(Work to do)
Rewrite the entries from the line containing "Thanks for the photo. Could you please mark the red" through the line containing "(1223, 599)", inclusive, as a numbered list, leaving out any blank lines.

(Materials provided)

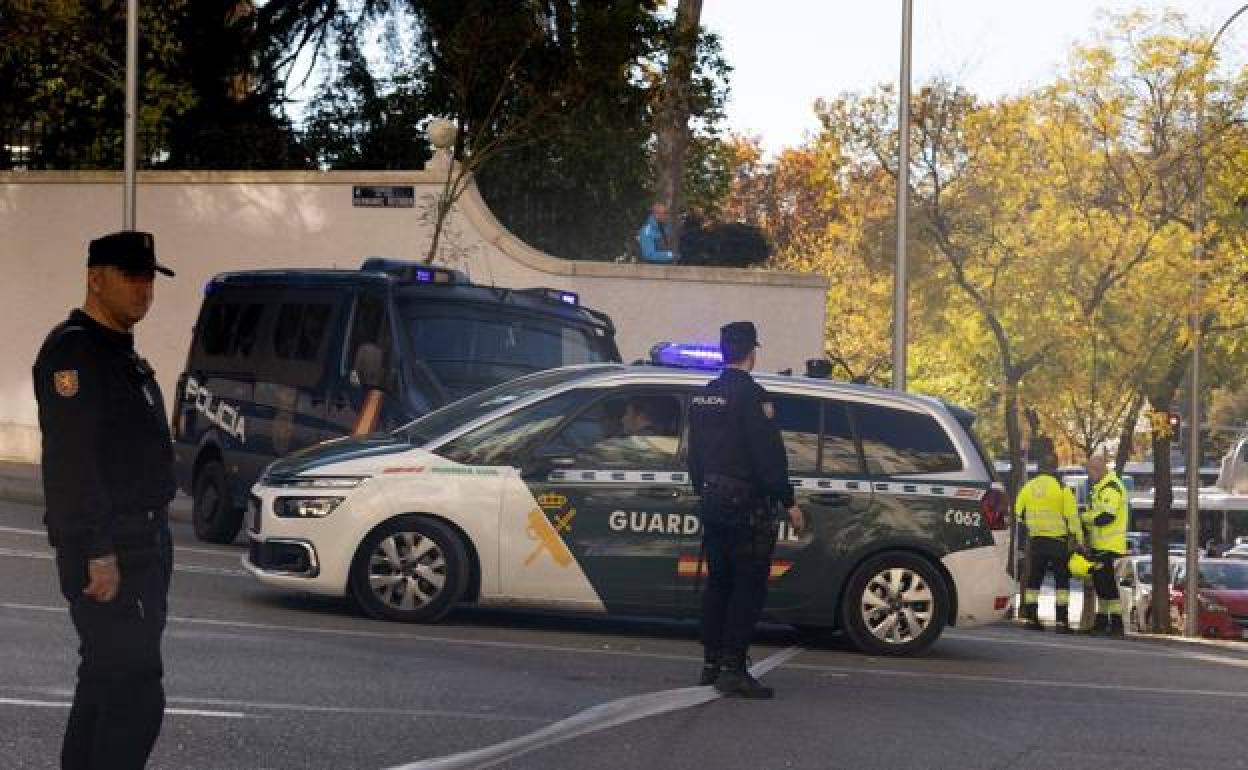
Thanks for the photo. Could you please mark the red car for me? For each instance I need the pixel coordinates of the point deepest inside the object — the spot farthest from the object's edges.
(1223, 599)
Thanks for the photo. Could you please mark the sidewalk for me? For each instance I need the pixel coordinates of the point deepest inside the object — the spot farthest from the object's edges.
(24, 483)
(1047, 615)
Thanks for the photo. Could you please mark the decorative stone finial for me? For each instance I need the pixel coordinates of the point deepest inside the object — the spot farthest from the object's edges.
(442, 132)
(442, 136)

---

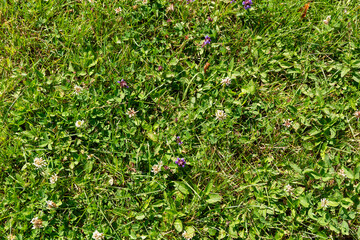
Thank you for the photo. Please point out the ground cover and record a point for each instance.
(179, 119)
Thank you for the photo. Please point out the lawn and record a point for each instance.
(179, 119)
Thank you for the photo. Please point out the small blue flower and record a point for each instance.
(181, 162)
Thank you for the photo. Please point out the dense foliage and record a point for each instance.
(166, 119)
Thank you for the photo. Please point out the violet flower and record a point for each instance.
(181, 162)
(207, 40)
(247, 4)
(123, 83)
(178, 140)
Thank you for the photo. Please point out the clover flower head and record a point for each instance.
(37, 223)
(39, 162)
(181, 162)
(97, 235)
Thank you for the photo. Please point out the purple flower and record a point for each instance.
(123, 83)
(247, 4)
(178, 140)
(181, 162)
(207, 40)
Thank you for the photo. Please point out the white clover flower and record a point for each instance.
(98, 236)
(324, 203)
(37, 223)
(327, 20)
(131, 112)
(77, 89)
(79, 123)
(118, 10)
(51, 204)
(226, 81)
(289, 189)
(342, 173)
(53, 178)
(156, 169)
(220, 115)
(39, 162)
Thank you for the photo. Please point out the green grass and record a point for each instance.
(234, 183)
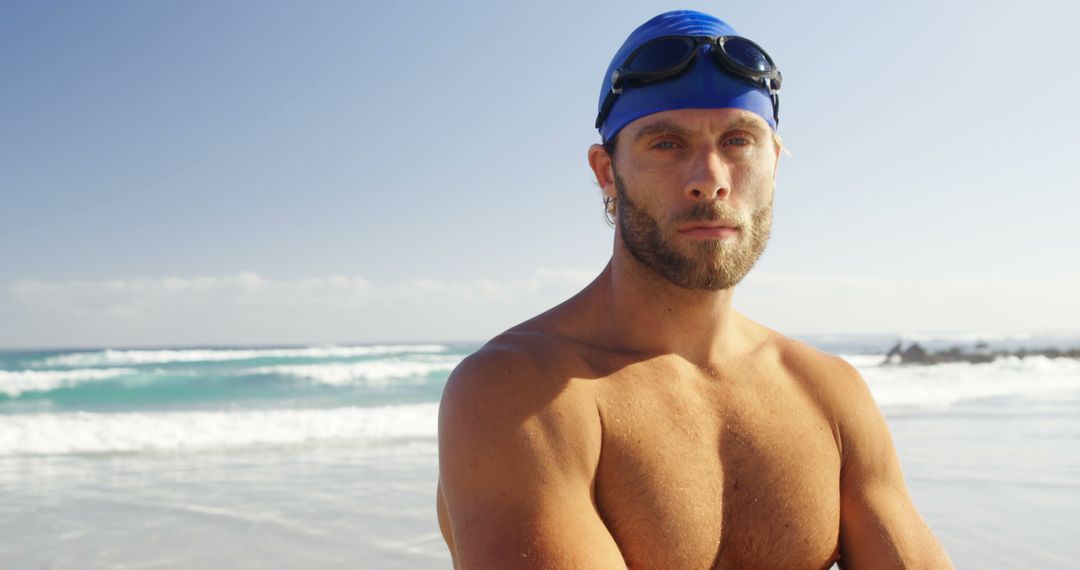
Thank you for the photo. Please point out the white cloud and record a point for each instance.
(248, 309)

---

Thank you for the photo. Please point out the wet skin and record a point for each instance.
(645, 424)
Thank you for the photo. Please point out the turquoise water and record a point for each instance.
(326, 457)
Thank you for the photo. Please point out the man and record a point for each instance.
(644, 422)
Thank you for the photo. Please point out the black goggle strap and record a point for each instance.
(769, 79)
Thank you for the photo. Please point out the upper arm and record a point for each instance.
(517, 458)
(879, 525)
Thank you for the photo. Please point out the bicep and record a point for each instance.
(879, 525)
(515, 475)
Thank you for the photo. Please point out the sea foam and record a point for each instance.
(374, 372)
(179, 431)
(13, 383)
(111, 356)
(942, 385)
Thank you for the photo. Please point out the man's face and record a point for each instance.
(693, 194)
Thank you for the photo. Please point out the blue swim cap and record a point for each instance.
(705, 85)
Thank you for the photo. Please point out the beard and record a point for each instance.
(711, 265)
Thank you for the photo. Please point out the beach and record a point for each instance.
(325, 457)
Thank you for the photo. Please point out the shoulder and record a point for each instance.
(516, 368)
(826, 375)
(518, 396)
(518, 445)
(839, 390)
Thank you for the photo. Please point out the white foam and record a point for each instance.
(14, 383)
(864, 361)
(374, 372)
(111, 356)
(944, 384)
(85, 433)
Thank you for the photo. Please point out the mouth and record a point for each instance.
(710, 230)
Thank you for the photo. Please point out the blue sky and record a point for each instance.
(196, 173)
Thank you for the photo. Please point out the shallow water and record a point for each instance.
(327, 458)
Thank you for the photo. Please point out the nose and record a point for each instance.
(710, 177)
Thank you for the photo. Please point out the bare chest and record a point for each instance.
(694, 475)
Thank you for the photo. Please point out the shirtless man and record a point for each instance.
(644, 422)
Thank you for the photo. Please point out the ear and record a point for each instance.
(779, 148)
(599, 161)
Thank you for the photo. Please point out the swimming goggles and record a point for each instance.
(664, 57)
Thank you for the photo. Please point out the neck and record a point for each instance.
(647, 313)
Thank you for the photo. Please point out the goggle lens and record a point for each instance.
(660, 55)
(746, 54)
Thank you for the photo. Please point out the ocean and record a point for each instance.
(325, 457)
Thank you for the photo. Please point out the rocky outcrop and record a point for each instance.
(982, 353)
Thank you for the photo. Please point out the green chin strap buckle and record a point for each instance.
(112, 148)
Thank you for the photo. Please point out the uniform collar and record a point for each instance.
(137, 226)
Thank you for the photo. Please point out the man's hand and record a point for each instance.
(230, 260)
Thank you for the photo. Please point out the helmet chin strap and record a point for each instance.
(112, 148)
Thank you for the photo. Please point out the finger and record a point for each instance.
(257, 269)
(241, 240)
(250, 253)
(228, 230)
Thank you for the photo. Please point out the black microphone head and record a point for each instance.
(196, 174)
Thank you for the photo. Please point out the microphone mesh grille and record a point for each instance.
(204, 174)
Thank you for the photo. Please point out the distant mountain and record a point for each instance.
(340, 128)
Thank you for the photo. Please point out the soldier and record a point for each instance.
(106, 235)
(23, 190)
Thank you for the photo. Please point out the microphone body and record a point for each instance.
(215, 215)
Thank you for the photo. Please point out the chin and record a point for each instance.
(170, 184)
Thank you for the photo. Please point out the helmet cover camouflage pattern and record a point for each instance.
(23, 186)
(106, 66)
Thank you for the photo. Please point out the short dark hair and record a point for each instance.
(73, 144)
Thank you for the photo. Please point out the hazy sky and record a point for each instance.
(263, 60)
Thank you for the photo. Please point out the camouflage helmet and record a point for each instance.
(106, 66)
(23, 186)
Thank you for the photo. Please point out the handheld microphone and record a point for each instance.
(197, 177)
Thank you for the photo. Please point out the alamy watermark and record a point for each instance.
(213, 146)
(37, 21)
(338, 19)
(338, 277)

(Solution)
1. Thanks for the photo. Could you please mark the red car for me? For each instance I need the pixel coordinates of the point deepest inside the object — the spot farthest from the object's edges.
2. (1223, 599)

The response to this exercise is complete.